#### PROBLEM TO SOLVE:
List each line of the material below that contains the word "building".
[START OF RECORDS FOR THE EXERCISE]
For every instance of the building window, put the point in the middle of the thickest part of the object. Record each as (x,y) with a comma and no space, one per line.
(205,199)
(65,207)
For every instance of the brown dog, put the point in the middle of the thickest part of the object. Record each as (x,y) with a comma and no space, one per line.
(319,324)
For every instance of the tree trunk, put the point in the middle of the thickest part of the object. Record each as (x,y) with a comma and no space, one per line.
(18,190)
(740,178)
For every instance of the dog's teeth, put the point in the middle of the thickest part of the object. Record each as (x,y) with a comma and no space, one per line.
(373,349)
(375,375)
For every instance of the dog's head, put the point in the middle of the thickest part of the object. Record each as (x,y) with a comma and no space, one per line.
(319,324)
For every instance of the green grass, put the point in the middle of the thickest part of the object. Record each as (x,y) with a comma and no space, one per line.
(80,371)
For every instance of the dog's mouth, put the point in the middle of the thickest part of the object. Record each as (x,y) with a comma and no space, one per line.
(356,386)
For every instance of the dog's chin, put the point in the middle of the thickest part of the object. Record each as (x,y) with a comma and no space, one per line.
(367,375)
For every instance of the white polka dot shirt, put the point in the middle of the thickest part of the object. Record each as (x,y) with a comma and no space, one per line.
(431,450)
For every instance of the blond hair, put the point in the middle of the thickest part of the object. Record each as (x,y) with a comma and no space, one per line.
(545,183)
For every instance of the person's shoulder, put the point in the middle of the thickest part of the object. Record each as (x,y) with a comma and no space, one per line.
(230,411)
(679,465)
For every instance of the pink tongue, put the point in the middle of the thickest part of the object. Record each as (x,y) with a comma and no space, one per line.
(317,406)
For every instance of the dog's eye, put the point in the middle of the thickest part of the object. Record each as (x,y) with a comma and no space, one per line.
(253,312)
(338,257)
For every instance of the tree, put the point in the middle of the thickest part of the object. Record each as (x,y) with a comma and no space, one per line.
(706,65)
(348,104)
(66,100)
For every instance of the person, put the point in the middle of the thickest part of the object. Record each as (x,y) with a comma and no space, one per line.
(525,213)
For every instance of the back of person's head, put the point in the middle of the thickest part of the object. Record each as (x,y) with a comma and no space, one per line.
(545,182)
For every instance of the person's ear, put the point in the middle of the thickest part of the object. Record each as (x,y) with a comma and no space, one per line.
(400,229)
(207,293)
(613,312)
[END OF RECORDS FOR THE EXERCISE]
[START OF RECORDS FOR THE EXERCISE]
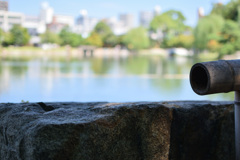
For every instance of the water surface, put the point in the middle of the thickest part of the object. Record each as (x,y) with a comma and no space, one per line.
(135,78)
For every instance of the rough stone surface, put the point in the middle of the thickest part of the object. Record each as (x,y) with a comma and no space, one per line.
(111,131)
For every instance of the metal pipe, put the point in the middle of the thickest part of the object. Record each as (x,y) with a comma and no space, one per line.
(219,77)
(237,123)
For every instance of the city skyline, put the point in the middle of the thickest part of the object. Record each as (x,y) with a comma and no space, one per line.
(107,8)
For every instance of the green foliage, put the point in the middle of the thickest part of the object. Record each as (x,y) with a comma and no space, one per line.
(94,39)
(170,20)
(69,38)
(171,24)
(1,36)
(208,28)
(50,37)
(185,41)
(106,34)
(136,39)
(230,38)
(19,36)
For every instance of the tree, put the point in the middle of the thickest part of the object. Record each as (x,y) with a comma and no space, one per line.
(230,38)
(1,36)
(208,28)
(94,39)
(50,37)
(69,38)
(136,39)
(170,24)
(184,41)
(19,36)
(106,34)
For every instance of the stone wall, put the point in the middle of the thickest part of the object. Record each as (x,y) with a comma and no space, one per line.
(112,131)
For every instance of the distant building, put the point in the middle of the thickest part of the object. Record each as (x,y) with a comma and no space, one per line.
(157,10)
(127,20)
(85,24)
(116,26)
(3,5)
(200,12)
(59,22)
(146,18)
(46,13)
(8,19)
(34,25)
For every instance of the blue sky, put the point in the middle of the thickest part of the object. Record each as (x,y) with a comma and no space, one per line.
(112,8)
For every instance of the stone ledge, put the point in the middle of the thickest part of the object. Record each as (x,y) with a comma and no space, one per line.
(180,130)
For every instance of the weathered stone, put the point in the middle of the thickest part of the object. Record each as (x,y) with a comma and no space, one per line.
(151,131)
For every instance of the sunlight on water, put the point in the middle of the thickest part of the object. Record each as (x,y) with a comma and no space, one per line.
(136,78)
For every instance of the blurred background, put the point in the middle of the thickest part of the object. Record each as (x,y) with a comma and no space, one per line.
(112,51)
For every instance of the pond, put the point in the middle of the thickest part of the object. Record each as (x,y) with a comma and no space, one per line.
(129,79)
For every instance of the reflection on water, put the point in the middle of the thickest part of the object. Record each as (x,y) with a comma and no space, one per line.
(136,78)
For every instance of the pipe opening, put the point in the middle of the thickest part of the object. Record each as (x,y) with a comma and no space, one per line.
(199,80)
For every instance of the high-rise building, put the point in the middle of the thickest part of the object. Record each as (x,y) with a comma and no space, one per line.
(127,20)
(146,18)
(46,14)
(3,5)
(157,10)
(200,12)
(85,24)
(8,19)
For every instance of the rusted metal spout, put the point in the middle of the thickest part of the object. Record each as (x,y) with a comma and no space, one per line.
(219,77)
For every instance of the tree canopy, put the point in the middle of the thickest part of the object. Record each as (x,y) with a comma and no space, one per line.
[END OF RECORDS FOR THE EXERCISE]
#### WRITTEN RESPONSE:
For every instance of the building window, put the point in the middle of the thickest part of the object. Record each as (x,y) with a comma and no space, one per line.
For every instance of the distant building, put the point in the middle of the thickest part of the object. Record each as (x,y) with a comma and no space, one per line.
For every instance of the high-rise building, put the point in the middle of the thickest part of the object. Record each as (x,y) with a comma and no space, one per line.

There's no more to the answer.